Find every line in the material below that contains the string "gilded", treating uppercase and lowercase as different, and copy out each of those lines.

- Data provided
* * *

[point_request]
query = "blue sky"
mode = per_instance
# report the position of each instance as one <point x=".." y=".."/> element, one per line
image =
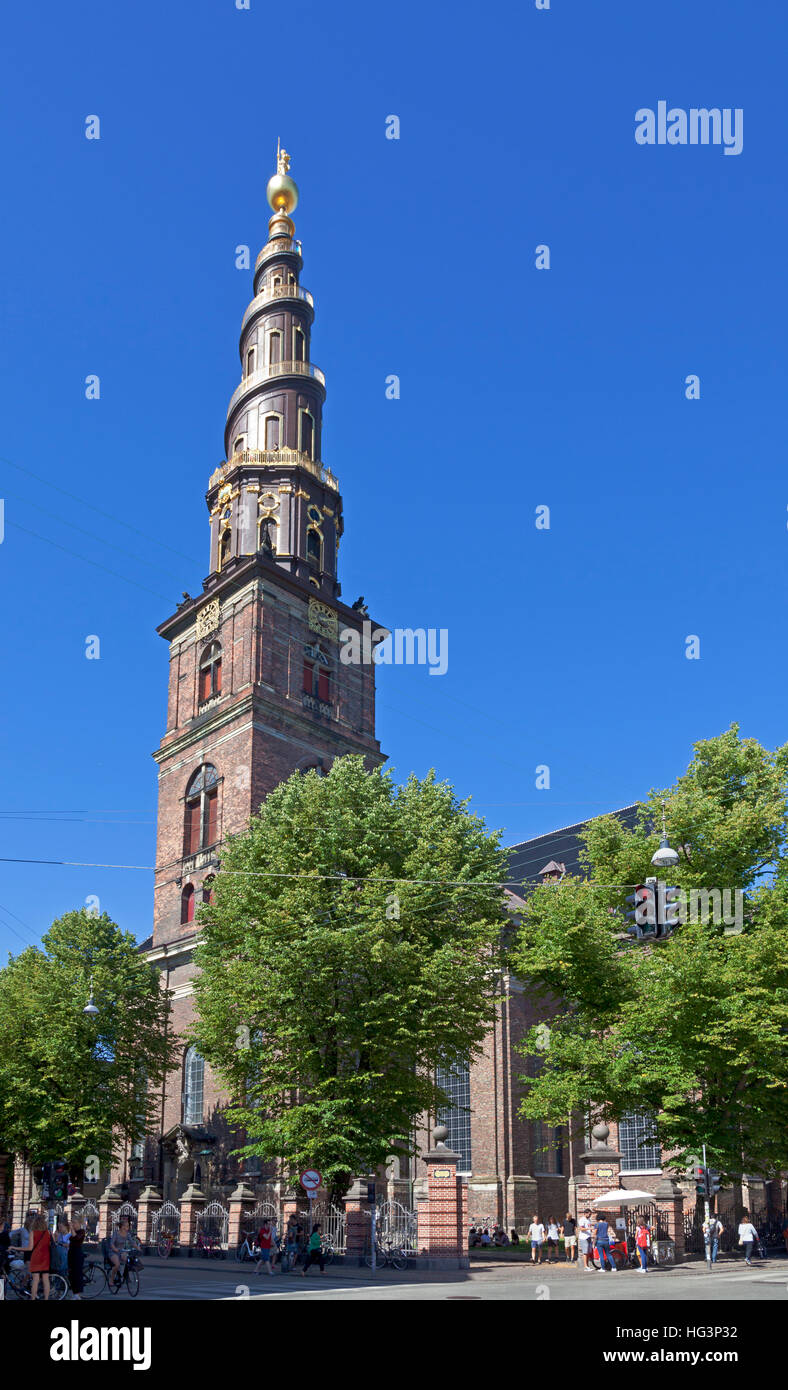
<point x="519" y="387"/>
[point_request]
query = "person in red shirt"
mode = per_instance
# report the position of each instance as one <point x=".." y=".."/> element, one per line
<point x="266" y="1243"/>
<point x="642" y="1241"/>
<point x="39" y="1255"/>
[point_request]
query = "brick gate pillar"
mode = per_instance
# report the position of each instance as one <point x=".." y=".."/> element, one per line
<point x="241" y="1201"/>
<point x="602" y="1168"/>
<point x="109" y="1203"/>
<point x="357" y="1222"/>
<point x="192" y="1204"/>
<point x="148" y="1204"/>
<point x="444" y="1215"/>
<point x="670" y="1204"/>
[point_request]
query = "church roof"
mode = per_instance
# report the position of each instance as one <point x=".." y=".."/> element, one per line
<point x="557" y="849"/>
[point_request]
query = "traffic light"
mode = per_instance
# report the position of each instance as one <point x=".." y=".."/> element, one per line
<point x="644" y="911"/>
<point x="54" y="1180"/>
<point x="669" y="909"/>
<point x="701" y="1180"/>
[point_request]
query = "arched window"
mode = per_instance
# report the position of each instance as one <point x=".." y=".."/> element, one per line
<point x="210" y="673"/>
<point x="202" y="811"/>
<point x="267" y="528"/>
<point x="271" y="432"/>
<point x="188" y="904"/>
<point x="638" y="1143"/>
<point x="193" y="1086"/>
<point x="314" y="548"/>
<point x="307" y="434"/>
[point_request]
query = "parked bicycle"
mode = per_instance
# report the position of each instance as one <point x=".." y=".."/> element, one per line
<point x="209" y="1244"/>
<point x="166" y="1243"/>
<point x="128" y="1275"/>
<point x="20" y="1283"/>
<point x="388" y="1254"/>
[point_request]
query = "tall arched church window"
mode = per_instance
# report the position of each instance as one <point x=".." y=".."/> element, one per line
<point x="193" y="1087"/>
<point x="307" y="434"/>
<point x="314" y="548"/>
<point x="202" y="811"/>
<point x="188" y="904"/>
<point x="271" y="432"/>
<point x="210" y="672"/>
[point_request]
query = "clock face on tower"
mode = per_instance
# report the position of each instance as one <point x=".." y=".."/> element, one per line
<point x="321" y="619"/>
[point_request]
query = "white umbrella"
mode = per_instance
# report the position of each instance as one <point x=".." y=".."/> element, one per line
<point x="623" y="1197"/>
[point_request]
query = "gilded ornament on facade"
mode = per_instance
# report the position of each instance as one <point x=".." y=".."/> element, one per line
<point x="207" y="619"/>
<point x="321" y="619"/>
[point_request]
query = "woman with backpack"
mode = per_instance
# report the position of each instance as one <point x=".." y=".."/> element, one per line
<point x="39" y="1255"/>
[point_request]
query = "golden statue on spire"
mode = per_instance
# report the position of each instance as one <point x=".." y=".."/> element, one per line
<point x="282" y="191"/>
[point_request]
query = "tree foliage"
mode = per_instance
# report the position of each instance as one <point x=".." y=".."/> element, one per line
<point x="350" y="948"/>
<point x="71" y="1084"/>
<point x="692" y="1030"/>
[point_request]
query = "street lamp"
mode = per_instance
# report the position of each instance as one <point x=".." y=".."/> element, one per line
<point x="91" y="1008"/>
<point x="665" y="858"/>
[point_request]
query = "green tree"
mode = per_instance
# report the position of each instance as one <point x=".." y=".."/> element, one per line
<point x="349" y="951"/>
<point x="72" y="1084"/>
<point x="692" y="1030"/>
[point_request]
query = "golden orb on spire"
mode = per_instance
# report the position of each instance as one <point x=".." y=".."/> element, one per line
<point x="282" y="191"/>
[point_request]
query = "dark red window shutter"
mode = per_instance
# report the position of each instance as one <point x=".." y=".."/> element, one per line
<point x="192" y="827"/>
<point x="211" y="818"/>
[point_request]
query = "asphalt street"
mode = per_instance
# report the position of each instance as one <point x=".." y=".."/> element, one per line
<point x="195" y="1279"/>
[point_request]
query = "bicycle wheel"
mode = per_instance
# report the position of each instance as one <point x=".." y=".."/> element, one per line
<point x="95" y="1280"/>
<point x="57" y="1287"/>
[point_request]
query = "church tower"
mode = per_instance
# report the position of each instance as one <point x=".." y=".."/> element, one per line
<point x="256" y="685"/>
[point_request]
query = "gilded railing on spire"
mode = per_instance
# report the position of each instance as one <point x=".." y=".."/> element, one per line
<point x="277" y="458"/>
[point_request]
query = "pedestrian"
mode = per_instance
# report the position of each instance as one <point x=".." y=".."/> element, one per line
<point x="39" y="1255"/>
<point x="266" y="1244"/>
<point x="77" y="1257"/>
<point x="585" y="1237"/>
<point x="537" y="1235"/>
<point x="569" y="1232"/>
<point x="314" y="1251"/>
<point x="712" y="1230"/>
<point x="60" y="1239"/>
<point x="748" y="1236"/>
<point x="602" y="1237"/>
<point x="642" y="1243"/>
<point x="553" y="1236"/>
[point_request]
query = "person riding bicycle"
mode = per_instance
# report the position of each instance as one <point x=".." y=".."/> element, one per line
<point x="120" y="1246"/>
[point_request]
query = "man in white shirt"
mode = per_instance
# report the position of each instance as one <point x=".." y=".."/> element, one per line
<point x="537" y="1235"/>
<point x="748" y="1236"/>
<point x="585" y="1236"/>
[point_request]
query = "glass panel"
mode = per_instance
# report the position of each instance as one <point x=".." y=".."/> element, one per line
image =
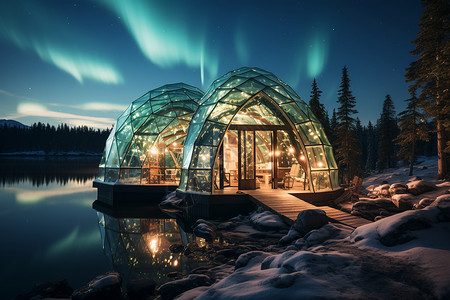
<point x="316" y="157"/>
<point x="330" y="157"/>
<point x="113" y="158"/>
<point x="235" y="97"/>
<point x="223" y="113"/>
<point x="278" y="98"/>
<point x="247" y="155"/>
<point x="294" y="113"/>
<point x="320" y="180"/>
<point x="251" y="87"/>
<point x="203" y="157"/>
<point x="266" y="81"/>
<point x="211" y="134"/>
<point x="308" y="134"/>
<point x="199" y="180"/>
<point x="111" y="174"/>
<point x="334" y="179"/>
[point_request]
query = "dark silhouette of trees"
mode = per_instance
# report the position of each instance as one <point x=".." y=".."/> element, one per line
<point x="388" y="131"/>
<point x="413" y="128"/>
<point x="430" y="73"/>
<point x="347" y="152"/>
<point x="47" y="138"/>
<point x="318" y="108"/>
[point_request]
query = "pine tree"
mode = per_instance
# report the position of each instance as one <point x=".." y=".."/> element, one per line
<point x="318" y="109"/>
<point x="347" y="152"/>
<point x="430" y="73"/>
<point x="333" y="126"/>
<point x="387" y="133"/>
<point x="372" y="148"/>
<point x="413" y="128"/>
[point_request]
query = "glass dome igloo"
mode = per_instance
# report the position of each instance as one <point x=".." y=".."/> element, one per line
<point x="146" y="142"/>
<point x="251" y="128"/>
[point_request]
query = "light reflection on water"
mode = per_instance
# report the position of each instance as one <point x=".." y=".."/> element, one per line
<point x="50" y="231"/>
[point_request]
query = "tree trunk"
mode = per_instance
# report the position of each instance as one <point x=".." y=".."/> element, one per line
<point x="442" y="161"/>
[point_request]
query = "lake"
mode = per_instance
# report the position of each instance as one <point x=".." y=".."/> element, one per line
<point x="50" y="230"/>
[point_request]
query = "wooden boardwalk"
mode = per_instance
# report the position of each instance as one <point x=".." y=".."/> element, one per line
<point x="287" y="206"/>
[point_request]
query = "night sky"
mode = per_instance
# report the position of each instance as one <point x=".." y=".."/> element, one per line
<point x="83" y="62"/>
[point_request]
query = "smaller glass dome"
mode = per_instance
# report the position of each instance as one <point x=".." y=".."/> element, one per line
<point x="146" y="142"/>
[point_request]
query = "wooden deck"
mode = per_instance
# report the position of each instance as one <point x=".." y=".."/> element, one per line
<point x="287" y="206"/>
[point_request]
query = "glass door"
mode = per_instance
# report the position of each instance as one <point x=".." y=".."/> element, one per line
<point x="246" y="163"/>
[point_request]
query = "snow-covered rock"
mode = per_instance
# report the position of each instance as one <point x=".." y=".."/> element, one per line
<point x="403" y="201"/>
<point x="172" y="289"/>
<point x="372" y="208"/>
<point x="205" y="230"/>
<point x="108" y="286"/>
<point x="420" y="186"/>
<point x="398" y="188"/>
<point x="306" y="221"/>
<point x="267" y="221"/>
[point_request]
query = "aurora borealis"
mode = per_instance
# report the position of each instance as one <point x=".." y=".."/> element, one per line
<point x="82" y="62"/>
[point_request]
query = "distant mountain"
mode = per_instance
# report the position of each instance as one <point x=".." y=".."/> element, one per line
<point x="12" y="123"/>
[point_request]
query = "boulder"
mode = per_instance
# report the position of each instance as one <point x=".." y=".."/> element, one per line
<point x="205" y="231"/>
<point x="310" y="219"/>
<point x="398" y="188"/>
<point x="174" y="288"/>
<point x="403" y="201"/>
<point x="420" y="186"/>
<point x="370" y="209"/>
<point x="59" y="289"/>
<point x="443" y="203"/>
<point x="382" y="190"/>
<point x="104" y="287"/>
<point x="423" y="203"/>
<point x="140" y="288"/>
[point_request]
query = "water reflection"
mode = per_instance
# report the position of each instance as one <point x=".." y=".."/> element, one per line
<point x="139" y="247"/>
<point x="41" y="171"/>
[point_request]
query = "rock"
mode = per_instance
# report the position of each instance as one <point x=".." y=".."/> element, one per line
<point x="310" y="219"/>
<point x="140" y="288"/>
<point x="401" y="234"/>
<point x="403" y="201"/>
<point x="290" y="237"/>
<point x="443" y="203"/>
<point x="108" y="286"/>
<point x="176" y="248"/>
<point x="327" y="232"/>
<point x="59" y="289"/>
<point x="398" y="188"/>
<point x="424" y="203"/>
<point x="172" y="289"/>
<point x="420" y="186"/>
<point x="205" y="231"/>
<point x="370" y="209"/>
<point x="382" y="190"/>
<point x="415" y="178"/>
<point x="245" y="258"/>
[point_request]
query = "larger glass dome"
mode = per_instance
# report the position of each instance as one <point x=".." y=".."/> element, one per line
<point x="146" y="142"/>
<point x="252" y="128"/>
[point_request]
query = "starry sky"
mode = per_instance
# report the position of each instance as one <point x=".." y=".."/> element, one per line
<point x="83" y="62"/>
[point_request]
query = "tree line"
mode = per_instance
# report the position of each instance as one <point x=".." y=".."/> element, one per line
<point x="47" y="138"/>
<point x="423" y="128"/>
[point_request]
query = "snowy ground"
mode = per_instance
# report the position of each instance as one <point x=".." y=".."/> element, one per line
<point x="403" y="256"/>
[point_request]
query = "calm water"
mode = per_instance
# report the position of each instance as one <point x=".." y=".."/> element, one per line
<point x="50" y="231"/>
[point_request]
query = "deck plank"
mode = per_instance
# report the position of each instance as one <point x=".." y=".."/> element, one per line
<point x="288" y="207"/>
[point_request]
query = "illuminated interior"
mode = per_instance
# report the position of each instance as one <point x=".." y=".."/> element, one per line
<point x="252" y="130"/>
<point x="146" y="144"/>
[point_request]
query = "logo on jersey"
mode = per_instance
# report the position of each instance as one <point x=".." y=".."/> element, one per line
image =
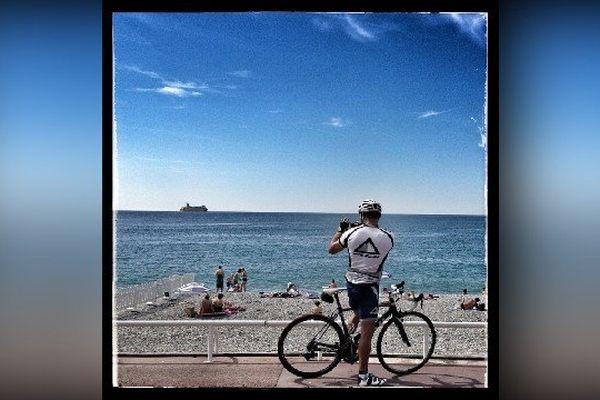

* * *

- Task solution
query = "gilded ornament on facade"
query = "gilded railing on spire"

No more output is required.